(Collected data entries)
•••••

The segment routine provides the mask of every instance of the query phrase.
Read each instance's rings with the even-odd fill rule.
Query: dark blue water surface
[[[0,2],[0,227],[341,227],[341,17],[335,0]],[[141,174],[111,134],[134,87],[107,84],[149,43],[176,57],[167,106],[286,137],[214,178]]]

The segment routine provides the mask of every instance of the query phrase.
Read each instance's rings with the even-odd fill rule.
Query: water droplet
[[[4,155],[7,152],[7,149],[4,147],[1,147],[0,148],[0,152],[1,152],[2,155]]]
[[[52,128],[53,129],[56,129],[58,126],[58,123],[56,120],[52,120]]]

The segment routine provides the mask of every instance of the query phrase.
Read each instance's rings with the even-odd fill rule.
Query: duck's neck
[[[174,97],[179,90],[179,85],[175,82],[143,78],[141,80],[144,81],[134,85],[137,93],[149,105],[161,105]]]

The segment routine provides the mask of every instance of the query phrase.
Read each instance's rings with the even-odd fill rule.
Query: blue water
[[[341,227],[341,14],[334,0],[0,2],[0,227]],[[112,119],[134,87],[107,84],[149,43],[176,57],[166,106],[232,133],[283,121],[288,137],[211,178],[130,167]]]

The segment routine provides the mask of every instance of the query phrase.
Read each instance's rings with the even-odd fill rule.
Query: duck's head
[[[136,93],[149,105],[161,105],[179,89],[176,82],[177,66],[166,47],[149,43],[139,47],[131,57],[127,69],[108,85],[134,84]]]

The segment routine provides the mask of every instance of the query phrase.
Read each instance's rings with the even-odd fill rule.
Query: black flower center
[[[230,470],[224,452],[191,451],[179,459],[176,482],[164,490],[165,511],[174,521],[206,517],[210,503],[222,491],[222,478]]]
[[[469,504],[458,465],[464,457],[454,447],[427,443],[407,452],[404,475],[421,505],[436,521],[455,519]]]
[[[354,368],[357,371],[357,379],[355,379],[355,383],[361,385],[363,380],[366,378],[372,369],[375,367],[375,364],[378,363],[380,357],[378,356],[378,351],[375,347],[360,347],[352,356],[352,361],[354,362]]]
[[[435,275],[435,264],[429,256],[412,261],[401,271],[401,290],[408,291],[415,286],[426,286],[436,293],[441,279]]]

•••••

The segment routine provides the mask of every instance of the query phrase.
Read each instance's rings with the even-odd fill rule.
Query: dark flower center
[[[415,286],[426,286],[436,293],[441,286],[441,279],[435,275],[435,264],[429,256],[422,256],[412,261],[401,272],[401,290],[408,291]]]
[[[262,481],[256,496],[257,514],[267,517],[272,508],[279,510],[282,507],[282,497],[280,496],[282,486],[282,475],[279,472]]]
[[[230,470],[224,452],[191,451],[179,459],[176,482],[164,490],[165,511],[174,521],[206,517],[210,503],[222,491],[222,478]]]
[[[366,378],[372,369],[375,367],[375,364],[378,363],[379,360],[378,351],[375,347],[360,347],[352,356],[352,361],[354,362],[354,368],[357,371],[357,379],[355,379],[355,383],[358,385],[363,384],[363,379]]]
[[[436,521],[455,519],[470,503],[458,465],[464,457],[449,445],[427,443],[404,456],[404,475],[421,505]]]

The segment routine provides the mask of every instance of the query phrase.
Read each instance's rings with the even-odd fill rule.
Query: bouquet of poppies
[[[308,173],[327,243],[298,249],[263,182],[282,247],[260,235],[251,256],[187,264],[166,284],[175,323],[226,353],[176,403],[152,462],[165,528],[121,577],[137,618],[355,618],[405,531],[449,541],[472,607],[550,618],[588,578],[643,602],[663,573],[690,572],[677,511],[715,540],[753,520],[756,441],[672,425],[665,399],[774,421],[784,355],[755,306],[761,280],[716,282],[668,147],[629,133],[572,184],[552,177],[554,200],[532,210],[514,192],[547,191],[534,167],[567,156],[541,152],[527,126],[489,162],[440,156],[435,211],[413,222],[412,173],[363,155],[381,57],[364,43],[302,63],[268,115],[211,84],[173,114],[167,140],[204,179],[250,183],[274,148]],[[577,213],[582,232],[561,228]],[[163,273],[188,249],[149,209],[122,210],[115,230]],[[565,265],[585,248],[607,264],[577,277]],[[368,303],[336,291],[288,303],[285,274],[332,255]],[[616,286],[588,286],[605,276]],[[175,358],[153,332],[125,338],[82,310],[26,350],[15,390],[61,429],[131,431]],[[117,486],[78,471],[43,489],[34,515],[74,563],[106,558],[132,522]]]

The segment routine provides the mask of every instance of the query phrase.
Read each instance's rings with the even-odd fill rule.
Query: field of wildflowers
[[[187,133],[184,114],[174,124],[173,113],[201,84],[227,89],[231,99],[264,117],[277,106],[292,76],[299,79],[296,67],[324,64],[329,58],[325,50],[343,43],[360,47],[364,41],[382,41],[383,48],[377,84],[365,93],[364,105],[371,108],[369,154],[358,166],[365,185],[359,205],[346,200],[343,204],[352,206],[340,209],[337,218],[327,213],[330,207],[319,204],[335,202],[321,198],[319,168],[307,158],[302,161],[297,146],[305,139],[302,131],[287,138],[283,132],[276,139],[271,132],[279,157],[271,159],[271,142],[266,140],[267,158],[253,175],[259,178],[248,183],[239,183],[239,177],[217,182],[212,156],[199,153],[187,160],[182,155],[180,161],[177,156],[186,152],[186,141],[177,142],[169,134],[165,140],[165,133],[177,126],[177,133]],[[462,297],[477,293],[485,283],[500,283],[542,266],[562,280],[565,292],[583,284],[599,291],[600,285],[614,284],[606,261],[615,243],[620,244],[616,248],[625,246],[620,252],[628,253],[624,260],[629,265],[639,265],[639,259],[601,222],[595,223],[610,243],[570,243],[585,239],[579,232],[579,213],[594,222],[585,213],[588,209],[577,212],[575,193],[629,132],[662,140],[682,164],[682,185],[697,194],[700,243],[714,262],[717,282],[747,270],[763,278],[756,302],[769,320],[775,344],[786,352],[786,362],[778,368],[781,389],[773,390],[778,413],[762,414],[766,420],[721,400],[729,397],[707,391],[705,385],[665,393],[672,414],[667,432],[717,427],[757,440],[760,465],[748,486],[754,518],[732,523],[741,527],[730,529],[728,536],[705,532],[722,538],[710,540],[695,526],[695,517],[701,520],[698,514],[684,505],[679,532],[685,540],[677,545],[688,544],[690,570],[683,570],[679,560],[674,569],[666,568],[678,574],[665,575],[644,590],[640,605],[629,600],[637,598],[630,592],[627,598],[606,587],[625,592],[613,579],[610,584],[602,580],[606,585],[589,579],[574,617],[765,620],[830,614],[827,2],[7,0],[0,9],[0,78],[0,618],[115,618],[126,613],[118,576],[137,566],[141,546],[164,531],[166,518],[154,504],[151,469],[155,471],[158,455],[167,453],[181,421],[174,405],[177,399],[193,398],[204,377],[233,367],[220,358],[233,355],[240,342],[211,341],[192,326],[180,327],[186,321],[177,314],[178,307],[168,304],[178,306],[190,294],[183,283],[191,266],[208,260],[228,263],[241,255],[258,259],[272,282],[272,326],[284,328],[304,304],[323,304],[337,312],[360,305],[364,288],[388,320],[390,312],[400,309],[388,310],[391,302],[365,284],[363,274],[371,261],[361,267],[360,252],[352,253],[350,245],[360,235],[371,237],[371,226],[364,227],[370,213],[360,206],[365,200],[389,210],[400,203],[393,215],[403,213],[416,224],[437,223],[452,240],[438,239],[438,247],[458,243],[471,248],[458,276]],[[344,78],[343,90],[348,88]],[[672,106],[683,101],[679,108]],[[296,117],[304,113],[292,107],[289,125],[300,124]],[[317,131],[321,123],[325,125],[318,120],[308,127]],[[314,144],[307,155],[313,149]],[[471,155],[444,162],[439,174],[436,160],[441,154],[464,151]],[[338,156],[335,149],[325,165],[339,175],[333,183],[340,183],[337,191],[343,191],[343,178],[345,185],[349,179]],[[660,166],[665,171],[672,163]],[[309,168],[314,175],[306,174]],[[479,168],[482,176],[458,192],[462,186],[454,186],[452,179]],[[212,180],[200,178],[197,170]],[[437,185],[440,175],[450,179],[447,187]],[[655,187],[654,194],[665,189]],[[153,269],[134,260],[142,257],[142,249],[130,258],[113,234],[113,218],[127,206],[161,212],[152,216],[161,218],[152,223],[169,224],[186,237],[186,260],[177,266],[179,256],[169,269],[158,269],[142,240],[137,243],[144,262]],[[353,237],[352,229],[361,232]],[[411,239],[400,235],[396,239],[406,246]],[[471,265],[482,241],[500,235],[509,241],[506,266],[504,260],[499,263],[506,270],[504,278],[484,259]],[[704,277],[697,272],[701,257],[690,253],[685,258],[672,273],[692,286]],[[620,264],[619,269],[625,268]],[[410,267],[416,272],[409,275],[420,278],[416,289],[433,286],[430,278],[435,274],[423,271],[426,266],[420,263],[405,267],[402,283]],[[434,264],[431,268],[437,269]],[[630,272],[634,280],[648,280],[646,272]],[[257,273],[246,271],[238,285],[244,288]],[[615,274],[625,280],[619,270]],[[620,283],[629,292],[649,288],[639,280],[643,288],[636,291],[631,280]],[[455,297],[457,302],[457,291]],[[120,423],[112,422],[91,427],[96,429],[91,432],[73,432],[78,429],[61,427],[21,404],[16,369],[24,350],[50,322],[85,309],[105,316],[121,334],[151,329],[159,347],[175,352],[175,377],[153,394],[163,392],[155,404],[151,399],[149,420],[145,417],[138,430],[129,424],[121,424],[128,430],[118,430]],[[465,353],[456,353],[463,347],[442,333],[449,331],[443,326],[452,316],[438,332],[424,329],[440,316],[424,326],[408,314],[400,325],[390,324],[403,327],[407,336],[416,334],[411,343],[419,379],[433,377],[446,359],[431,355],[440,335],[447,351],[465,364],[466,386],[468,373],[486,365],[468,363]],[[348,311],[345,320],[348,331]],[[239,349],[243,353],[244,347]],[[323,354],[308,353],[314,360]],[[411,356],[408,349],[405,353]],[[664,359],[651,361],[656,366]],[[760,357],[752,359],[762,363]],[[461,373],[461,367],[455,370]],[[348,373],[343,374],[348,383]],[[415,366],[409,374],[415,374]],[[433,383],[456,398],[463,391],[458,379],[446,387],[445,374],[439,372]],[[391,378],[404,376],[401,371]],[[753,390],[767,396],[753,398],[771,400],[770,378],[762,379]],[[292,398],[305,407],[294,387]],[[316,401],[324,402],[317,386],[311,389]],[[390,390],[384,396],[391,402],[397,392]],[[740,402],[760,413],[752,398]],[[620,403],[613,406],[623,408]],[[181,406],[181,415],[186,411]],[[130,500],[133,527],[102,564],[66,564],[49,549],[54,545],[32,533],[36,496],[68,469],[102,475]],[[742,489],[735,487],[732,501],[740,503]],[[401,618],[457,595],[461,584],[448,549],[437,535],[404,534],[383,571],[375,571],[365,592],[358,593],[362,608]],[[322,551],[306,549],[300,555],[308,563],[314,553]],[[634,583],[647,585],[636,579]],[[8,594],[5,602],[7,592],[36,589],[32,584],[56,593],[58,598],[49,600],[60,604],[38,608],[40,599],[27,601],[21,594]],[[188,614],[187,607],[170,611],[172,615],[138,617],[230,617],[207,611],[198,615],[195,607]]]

•••••

WHAT IS EXPECTED: Identify each line in the rows above that contains the word "blue", and copy those lines in full.

TASK RESPONSE:
Query: dark blue water surface
Query: blue water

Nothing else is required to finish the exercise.